* EXERCISE AIM *
In full and without alteration, give the listing again.

* GIVEN ENTRIES *

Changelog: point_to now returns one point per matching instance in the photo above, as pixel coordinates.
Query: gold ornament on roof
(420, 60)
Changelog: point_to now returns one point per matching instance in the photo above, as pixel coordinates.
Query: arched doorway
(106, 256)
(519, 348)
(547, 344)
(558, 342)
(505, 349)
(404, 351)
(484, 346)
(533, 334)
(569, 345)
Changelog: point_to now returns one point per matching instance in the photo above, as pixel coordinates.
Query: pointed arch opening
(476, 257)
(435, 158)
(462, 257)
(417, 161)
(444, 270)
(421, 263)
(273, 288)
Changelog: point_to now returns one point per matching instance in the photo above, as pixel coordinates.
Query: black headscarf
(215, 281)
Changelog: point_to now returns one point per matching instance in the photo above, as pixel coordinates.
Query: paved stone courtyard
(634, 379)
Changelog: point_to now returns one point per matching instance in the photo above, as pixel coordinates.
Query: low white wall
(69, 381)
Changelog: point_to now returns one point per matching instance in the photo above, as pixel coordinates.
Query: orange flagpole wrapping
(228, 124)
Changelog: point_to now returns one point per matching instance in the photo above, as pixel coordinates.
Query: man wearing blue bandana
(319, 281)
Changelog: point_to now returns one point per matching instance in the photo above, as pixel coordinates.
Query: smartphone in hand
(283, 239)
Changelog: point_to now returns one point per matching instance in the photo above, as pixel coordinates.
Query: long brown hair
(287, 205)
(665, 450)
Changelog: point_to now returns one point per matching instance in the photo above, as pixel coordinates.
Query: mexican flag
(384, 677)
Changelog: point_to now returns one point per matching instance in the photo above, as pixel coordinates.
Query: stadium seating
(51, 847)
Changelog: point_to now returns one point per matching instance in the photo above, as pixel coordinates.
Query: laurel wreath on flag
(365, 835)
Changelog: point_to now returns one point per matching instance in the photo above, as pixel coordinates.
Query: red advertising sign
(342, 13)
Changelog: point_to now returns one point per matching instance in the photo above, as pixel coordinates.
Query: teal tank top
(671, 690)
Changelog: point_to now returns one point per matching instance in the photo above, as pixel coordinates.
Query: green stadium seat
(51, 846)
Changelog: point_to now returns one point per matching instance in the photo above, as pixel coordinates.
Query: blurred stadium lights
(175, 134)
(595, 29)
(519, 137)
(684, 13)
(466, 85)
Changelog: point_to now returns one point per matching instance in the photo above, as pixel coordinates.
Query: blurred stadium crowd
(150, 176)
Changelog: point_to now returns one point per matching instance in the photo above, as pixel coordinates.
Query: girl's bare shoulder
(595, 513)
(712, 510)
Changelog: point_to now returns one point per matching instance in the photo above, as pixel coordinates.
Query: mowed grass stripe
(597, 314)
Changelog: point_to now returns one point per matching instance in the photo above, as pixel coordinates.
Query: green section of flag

* EXERCISE OUTPUT *
Changelog: point_to now returns one point per matching instance in the photo above, as pixel coordinates.
Query: gold ornament on roof
(420, 60)
Changelog: point_to now returns one point per matching instance in the photo above, as pixel coordinates.
Query: arched doorway
(106, 256)
(519, 348)
(547, 344)
(558, 342)
(505, 349)
(404, 351)
(484, 346)
(533, 334)
(569, 345)
Changelog: point_to now returns one point per matching instance in the photo above, as pixel coordinates.
Query: pointed arch opening
(476, 257)
(435, 158)
(462, 257)
(417, 161)
(444, 270)
(421, 263)
(273, 288)
Changelog: point_to now returns one point per matching instance in the photo above, as pixel coordinates.
Query: black headscarf
(215, 281)
Changelog: point_to now returns one point per matching instance in the photo above, as pixel coordinates.
Query: paved stone courtyard
(634, 379)
Changelog: point_to now returns one point per matching instance in the photo above, as pixel coordinates.
Query: low white wall
(69, 381)
Changelog: point_to now returns one point per matching instance in the photo above, as pixel coordinates.
Query: orange flagpole wrapping
(228, 124)
Changelog: point_to now returns one point per matching instance in the photo above, as pixel coordinates.
Query: man wearing blue bandana
(319, 281)
Changelog: point_to now returns one point per matching instance in the photo above, as pixel coordinates.
Query: smartphone in hand
(283, 239)
Changelog: point_to now returns one point per matching instance in the photo above, as pixel coordinates.
Query: long brown hair
(287, 205)
(665, 450)
Changelog: point_to now returns one point per matching instance in the photo above, as pixel coordinates.
Query: mexican flag
(384, 677)
Changelog: point_to now returns one point per matching instance in the photo above, as pixel coordinates.
Query: stadium seating
(51, 847)
Changelog: point_to now returns one point per matching instance in the photo above, as pixel coordinates.
Query: laurel wreath on flag
(365, 835)
Changelog: point_to now returns one point per matching instance in the photo above, as pixel coordinates.
Query: red advertising sign
(342, 13)
Changelog: point_to now returns one point per matching instance in the photo above, as pixel coordinates.
Query: teal tank top
(671, 690)
Changelog: point_to now returns one point per matching instance in the photo above, as pixel coordinates.
Query: green stadium seat
(51, 846)
Changelog: point_to now returns one point per matching instance in the photo above, as pixel coordinates.
Query: blurred stadium lights
(175, 134)
(595, 29)
(519, 137)
(684, 13)
(466, 85)
Changelog: point_to now returns one point per matching instance in the photo above, as pixel coordinates.
Query: blurred stadium crowd
(150, 176)
Changelog: point_to now returns one point per matching instance in the photo above, as pixel coordinates.
Query: girl's bare shoulder
(595, 513)
(712, 510)
Changelog: point_to now returns one point per matching instance in the photo above, as pixel coordinates.
Query: mowed grass stripe
(597, 314)
Changelog: point_to now returns one point per matching instance in the photo above, as pixel coordinates.
Query: green section of flag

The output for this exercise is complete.